━━ SOURCE DATA ━━
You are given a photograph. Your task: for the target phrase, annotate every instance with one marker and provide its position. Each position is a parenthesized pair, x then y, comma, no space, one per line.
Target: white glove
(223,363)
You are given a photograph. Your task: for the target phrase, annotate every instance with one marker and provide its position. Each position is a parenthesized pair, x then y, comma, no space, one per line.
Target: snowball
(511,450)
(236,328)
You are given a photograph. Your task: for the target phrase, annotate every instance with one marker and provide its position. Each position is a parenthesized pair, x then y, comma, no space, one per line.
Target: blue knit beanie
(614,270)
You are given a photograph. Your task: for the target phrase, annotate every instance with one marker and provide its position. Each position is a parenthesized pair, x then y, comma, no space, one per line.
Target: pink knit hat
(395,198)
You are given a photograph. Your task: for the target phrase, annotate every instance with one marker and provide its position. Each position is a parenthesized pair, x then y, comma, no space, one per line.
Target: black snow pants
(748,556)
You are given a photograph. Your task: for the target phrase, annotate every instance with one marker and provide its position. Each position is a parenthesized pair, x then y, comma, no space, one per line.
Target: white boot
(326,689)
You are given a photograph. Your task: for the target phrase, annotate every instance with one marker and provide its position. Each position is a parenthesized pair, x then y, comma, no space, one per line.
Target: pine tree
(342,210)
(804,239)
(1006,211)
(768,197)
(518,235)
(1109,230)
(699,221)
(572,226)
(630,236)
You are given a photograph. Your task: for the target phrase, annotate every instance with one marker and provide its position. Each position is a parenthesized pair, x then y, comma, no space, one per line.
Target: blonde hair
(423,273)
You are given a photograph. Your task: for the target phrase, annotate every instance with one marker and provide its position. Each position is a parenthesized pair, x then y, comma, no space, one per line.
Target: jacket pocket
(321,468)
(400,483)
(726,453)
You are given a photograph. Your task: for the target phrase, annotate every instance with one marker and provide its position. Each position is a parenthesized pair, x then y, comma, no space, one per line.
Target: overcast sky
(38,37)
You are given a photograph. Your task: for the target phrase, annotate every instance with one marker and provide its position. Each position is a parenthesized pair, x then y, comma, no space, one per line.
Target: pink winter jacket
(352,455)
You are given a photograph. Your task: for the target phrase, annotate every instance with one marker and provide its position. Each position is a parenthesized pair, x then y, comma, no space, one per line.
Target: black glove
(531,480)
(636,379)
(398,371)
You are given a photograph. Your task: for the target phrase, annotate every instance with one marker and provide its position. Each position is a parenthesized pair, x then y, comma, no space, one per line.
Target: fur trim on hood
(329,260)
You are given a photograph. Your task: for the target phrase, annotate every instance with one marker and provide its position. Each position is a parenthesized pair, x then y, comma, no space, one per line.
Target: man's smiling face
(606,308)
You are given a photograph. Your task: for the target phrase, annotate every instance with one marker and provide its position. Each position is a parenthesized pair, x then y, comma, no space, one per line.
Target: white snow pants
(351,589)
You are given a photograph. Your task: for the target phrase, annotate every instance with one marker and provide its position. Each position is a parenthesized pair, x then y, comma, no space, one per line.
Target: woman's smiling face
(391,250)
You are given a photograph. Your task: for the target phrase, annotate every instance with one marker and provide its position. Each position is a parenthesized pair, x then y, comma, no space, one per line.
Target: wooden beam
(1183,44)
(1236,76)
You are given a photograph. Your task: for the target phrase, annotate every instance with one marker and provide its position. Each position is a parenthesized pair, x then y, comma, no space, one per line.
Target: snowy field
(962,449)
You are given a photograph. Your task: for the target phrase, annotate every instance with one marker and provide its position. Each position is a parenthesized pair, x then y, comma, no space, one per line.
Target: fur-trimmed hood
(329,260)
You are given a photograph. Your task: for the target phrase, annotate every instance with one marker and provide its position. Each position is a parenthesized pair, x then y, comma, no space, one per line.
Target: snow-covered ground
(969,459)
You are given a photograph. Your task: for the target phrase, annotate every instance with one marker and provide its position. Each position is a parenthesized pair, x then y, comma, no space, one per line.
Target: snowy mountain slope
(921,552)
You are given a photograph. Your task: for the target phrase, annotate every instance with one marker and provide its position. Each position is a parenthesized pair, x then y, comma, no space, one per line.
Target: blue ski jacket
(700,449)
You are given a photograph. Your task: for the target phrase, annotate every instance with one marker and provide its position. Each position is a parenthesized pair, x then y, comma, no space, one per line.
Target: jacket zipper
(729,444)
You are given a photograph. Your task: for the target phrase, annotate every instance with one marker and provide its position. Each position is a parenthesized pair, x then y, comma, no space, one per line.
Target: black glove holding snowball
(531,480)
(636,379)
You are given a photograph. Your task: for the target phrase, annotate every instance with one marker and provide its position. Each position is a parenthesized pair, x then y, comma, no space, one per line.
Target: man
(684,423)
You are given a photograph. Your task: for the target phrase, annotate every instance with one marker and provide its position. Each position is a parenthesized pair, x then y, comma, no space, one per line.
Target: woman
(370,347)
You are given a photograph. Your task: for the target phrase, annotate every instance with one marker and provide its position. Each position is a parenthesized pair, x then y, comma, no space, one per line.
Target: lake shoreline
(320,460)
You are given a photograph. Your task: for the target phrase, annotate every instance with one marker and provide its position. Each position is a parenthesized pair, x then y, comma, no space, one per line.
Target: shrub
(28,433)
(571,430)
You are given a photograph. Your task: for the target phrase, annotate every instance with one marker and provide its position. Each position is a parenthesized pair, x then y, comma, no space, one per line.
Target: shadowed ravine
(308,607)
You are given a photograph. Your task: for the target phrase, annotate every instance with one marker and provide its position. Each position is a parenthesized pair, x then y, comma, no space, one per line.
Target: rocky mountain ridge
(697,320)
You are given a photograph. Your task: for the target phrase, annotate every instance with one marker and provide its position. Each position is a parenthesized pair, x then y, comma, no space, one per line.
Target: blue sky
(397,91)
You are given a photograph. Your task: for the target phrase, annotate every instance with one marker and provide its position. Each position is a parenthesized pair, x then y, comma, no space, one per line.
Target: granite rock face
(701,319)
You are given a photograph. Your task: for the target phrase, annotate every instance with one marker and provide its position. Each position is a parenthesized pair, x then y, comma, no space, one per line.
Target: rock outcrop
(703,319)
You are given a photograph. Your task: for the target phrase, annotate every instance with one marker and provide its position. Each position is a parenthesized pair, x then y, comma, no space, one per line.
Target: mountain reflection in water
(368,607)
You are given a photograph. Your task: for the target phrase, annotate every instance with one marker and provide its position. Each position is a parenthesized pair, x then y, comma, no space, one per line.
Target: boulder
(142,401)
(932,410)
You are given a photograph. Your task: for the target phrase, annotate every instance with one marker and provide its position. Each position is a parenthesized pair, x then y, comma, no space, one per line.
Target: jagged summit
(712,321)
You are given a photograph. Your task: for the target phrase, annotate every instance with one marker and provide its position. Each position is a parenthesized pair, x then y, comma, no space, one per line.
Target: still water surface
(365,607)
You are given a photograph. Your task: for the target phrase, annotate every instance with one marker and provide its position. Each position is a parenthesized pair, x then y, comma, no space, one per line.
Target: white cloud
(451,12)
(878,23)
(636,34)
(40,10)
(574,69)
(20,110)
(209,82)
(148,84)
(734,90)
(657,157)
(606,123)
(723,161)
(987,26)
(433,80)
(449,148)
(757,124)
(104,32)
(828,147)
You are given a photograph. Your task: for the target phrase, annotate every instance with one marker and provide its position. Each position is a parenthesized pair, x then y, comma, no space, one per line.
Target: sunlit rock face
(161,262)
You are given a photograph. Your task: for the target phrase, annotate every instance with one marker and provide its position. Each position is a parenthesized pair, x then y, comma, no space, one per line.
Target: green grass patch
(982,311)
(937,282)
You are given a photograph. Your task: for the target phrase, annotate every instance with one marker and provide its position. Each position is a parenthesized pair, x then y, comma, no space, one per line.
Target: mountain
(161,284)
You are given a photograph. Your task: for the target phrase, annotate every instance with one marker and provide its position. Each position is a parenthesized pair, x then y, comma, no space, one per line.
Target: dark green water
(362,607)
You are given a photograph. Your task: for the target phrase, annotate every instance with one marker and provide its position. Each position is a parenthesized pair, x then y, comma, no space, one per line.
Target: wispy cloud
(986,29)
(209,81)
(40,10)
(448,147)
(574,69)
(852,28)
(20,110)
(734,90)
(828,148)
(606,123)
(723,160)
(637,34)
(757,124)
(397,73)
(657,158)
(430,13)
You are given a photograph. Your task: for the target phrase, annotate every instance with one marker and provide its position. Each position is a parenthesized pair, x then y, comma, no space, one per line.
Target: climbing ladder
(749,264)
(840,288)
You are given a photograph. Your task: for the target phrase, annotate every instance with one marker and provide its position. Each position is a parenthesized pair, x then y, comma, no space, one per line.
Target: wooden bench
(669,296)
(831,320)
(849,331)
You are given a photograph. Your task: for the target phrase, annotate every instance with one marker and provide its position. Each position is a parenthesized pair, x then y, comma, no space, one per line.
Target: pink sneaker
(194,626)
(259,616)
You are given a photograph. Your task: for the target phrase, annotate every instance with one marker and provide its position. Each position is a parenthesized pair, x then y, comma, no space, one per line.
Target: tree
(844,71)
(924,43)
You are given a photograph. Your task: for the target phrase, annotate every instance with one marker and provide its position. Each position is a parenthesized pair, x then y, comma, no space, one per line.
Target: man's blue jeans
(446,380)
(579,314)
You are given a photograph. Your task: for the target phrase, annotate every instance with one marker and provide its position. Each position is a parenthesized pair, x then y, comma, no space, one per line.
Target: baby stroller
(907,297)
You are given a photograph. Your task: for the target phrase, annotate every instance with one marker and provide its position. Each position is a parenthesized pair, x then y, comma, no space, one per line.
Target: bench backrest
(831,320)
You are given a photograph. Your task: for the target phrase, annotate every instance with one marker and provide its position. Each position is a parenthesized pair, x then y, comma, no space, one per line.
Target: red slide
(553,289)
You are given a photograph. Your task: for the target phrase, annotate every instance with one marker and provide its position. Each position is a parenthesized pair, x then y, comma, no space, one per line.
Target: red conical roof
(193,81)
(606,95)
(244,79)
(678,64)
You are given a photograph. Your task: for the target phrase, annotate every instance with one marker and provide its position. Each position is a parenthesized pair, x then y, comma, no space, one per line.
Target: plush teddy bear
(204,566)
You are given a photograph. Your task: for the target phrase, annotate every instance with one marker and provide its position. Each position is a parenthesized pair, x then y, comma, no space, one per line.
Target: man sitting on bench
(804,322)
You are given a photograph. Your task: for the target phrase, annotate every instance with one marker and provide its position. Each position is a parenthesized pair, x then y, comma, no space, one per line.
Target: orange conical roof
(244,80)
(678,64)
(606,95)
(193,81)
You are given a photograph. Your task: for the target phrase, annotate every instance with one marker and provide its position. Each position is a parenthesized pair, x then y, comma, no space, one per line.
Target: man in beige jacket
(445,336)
━━━
WHAT IS ASKED:
Count the lines in the entries above that contain the string "snowy", matching case exactly, and give only the resulting number.

RESULT:
2